Kerangka regulasi nasional perlindungan awak kapal perikanan saat ini masih parsial, terfragmentasi pada berbagai sektor dan sulitnya koordinasi
Jakarta (ANTARA) - Koordinator Nasional Destructive Fishing Watch (DFW) Indonesia Moh Abdi Suhufan mengingatkan agar perlindungan awak kapal perikanan jangan dilakukan berdasarkan regulasi yang sifatnya parsial dan tidak menyeluruh.

"Kerangka regulasi nasional perlindungan awak kapal perikanan saat ini masih parsial, terfragmentasi pada berbagai sektor dan sulitnya koordinasi," kata Abdi Suhufan di Jakarta, Kamis.

Untuk itu, Abdi meminta pemerintah untuk mempertimbangkan melaksanakan ratifikasi kovensi ILO 188/2007 tentang perlindungan bagi awak kapal perikanan.

Ratifikasi tersebut, masih menurut dia, akan memperjelas peran dan fungsi instansi ketenagakerjaan untuk secara menyeluruh mengatur tata kelola awak kapal perikanan yang bekerja di dalam dan luar negeri.

"Tidak seperti saat ini, tidak ada instansi yang bertanggungjawab penuh dan menimbulkan kebingungan pekerja ketika menagih tanggungjawab perlindungan kepada negara," kata Abdi.

▸ **YANG HARUS DIKERJAKAN**
Tuliskan kembali persis sama bagian berita tentang perlindungan awak kapal perikanan yang diawali kata-kata berisi "Untuk itu, Abdi" dan diakhiri "dan luar negeri.".

▸ **INFORMASI YANG TERSEDIA**
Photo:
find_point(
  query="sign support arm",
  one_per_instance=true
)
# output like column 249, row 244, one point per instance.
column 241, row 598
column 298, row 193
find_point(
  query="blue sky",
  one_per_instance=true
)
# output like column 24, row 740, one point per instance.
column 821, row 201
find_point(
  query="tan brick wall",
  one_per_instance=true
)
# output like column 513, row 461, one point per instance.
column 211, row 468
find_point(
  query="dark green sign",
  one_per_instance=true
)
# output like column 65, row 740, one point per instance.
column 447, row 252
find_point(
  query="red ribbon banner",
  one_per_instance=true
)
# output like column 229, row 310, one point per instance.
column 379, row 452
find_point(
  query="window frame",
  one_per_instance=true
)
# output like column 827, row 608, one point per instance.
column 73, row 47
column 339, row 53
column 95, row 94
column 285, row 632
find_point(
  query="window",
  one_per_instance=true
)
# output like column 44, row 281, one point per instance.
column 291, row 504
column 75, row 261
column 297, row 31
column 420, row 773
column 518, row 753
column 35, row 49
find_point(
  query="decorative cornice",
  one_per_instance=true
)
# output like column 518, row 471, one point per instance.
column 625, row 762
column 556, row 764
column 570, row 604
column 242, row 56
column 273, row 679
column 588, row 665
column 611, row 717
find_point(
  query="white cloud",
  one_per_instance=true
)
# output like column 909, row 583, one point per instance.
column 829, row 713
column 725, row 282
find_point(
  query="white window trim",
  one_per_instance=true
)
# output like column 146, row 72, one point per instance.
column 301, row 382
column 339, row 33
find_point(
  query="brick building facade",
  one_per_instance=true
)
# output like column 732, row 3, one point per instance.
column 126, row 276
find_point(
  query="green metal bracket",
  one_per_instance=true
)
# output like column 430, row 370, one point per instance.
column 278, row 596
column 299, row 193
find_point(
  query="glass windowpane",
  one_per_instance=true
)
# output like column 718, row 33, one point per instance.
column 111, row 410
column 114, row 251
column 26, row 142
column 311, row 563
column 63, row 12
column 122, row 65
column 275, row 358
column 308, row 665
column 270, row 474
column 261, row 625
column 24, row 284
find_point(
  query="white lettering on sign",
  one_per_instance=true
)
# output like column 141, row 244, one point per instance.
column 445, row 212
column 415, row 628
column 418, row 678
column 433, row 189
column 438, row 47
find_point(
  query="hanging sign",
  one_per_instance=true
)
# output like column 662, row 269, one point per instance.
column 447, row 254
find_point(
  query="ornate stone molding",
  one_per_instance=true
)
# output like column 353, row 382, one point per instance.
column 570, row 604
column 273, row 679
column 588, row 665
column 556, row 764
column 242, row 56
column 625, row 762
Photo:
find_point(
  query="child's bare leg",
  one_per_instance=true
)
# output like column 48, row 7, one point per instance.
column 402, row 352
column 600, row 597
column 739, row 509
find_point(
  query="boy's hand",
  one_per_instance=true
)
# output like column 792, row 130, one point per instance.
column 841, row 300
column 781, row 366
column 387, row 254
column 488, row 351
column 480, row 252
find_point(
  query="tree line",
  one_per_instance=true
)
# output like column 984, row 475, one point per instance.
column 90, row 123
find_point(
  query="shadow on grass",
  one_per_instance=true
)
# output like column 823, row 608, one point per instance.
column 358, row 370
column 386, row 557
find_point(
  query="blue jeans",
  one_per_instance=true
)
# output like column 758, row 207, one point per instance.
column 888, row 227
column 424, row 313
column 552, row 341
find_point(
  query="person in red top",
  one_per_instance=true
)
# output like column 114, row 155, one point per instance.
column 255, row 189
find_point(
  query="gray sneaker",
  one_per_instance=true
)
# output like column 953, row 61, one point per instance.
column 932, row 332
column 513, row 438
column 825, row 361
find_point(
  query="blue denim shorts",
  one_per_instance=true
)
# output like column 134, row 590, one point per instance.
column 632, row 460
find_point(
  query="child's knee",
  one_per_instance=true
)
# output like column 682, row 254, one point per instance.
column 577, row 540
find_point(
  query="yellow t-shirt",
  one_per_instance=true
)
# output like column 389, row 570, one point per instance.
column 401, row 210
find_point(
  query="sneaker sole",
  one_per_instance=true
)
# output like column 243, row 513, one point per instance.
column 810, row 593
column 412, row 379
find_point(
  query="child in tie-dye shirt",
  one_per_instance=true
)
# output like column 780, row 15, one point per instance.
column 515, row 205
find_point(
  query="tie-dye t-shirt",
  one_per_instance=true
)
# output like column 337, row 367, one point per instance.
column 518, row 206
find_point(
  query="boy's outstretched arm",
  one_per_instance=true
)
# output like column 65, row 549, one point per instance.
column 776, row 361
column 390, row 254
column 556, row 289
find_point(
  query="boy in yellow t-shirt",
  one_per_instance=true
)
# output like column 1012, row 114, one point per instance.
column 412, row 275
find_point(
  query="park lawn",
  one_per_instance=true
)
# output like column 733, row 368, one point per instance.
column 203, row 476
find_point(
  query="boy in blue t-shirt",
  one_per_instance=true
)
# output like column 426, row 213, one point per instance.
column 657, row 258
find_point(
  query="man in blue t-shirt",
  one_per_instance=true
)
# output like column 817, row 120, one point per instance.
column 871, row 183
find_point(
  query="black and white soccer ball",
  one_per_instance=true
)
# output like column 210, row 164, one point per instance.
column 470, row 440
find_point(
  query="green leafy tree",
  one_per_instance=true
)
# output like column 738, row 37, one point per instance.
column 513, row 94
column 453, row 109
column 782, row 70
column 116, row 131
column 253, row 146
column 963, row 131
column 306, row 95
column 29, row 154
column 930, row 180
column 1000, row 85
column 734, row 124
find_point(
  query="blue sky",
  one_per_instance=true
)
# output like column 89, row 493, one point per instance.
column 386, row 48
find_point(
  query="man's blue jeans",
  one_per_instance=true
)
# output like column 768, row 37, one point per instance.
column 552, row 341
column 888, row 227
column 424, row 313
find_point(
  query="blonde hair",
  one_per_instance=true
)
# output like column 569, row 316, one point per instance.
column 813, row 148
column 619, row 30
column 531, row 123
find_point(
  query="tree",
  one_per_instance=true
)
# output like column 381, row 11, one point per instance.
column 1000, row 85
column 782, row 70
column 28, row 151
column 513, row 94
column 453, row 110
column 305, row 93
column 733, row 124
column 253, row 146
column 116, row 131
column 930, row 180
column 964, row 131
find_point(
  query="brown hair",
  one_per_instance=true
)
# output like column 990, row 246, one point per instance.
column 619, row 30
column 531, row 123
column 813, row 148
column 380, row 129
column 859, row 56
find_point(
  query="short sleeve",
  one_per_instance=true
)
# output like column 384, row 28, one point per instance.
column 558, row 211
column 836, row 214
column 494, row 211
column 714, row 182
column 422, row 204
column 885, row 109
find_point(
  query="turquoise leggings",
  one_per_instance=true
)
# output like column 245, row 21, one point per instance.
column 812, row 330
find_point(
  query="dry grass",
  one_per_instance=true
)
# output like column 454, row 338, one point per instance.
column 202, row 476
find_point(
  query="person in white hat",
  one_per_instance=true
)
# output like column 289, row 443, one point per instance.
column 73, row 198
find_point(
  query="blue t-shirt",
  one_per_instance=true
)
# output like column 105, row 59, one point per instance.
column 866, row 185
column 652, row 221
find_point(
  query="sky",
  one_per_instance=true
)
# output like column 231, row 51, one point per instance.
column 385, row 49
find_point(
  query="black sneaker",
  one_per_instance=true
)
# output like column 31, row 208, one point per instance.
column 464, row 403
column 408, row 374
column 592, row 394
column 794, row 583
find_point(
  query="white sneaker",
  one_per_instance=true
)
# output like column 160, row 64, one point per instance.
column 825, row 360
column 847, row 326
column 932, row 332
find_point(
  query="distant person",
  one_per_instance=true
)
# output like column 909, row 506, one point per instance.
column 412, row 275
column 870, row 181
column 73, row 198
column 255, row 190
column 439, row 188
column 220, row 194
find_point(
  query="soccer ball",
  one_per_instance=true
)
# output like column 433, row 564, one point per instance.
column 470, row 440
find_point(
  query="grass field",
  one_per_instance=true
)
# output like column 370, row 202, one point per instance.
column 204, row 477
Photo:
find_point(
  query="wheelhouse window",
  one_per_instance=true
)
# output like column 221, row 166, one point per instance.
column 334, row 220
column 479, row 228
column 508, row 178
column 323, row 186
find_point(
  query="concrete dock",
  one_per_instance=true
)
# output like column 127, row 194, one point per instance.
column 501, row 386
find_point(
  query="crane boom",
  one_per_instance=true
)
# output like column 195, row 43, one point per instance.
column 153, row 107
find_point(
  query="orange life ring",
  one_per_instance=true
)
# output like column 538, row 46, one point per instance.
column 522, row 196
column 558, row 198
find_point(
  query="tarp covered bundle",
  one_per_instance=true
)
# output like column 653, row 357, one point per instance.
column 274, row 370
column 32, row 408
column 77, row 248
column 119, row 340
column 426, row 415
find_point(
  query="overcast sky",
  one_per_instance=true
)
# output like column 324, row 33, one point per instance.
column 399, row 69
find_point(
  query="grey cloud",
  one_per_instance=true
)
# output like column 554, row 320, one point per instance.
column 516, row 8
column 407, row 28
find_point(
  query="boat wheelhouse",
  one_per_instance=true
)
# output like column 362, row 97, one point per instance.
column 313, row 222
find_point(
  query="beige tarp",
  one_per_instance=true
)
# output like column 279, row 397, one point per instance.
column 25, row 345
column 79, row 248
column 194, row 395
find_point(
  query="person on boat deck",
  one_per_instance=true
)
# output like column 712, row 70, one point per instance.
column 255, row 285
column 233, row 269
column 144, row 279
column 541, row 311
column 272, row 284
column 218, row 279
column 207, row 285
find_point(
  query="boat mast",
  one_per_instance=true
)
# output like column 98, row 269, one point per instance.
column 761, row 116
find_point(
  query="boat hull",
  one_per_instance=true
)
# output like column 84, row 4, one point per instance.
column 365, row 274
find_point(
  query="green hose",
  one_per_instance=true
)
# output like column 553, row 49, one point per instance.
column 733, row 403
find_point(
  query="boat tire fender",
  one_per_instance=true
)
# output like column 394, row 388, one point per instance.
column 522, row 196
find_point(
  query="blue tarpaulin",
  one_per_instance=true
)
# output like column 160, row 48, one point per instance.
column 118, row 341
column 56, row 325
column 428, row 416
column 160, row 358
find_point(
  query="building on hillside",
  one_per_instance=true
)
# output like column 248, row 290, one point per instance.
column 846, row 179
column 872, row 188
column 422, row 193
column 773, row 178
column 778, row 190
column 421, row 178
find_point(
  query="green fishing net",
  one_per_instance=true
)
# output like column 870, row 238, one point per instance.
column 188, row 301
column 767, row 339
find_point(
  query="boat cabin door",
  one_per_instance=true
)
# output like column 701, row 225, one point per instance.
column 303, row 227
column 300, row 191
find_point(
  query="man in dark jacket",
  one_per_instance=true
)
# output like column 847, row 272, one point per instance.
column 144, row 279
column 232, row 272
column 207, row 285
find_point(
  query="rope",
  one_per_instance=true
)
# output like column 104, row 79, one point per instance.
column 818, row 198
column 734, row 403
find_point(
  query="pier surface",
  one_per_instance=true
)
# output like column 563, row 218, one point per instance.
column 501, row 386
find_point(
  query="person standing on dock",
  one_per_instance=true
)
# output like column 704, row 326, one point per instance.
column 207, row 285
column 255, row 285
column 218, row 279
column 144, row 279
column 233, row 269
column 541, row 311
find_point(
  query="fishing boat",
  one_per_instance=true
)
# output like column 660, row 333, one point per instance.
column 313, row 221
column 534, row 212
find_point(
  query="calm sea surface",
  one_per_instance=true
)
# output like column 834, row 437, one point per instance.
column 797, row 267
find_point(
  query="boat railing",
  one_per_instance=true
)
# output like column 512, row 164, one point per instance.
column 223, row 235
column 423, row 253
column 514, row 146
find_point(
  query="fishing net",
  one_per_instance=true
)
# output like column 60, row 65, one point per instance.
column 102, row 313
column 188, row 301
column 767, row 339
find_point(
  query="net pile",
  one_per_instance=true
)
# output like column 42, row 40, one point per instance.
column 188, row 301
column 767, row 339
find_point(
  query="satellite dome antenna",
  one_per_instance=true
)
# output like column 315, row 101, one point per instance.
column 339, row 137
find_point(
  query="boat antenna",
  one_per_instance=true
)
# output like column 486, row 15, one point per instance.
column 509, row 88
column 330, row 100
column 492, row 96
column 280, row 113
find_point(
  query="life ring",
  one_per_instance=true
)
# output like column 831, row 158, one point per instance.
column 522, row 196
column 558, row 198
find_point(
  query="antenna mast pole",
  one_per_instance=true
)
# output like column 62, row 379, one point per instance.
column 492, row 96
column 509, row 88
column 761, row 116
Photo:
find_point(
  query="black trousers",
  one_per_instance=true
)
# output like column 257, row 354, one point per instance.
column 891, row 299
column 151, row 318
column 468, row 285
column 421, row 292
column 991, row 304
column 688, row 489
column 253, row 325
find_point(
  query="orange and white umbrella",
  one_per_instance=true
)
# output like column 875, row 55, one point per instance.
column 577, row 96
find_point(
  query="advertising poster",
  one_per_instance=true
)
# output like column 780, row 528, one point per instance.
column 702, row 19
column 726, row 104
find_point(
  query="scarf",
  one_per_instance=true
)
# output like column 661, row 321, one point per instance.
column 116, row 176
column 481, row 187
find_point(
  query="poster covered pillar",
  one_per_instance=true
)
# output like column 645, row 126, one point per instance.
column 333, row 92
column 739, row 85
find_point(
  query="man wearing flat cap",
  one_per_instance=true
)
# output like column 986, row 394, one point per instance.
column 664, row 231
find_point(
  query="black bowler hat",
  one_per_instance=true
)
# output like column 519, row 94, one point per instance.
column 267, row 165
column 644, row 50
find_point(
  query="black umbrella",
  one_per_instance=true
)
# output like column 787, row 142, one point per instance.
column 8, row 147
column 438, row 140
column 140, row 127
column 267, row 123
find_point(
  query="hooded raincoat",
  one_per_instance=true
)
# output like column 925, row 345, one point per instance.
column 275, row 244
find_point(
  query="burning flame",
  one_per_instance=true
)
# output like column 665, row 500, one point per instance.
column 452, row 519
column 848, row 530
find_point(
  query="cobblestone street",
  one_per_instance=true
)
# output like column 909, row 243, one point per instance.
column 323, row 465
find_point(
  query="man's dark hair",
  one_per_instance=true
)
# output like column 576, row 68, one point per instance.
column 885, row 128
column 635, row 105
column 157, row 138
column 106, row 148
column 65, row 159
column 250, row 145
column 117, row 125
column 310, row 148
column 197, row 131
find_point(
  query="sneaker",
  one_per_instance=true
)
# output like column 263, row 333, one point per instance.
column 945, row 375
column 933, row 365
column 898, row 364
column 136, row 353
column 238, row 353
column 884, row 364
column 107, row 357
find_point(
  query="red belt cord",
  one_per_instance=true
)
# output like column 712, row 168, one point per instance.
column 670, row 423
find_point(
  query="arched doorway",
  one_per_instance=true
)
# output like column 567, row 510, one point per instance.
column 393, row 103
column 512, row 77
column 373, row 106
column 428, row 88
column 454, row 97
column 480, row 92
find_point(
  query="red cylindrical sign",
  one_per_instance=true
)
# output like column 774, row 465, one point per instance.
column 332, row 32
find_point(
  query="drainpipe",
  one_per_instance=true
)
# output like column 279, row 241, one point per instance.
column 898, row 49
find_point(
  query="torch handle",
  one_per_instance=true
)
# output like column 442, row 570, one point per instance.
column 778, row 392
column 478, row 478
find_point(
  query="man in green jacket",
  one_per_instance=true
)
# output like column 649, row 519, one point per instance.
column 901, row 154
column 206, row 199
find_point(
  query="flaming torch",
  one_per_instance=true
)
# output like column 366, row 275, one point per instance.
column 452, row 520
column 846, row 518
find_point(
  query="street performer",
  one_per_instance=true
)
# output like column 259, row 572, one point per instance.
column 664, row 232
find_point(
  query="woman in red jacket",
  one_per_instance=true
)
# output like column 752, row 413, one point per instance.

▸ **LATIHAN YANG SELESAI**
Untuk itu, Abdi meminta pemerintah untuk mempertimbangkan melaksanakan ratifikasi kovensi ILO 188/2007 tentang perlindungan bagi awak kapal perikanan.

Ratifikasi tersebut, masih menurut dia, akan memperjelas peran dan fungsi instansi ketenagakerjaan untuk secara menyeluruh mengatur tata kelola awak kapal perikanan yang bekerja di dalam dan luar negeri.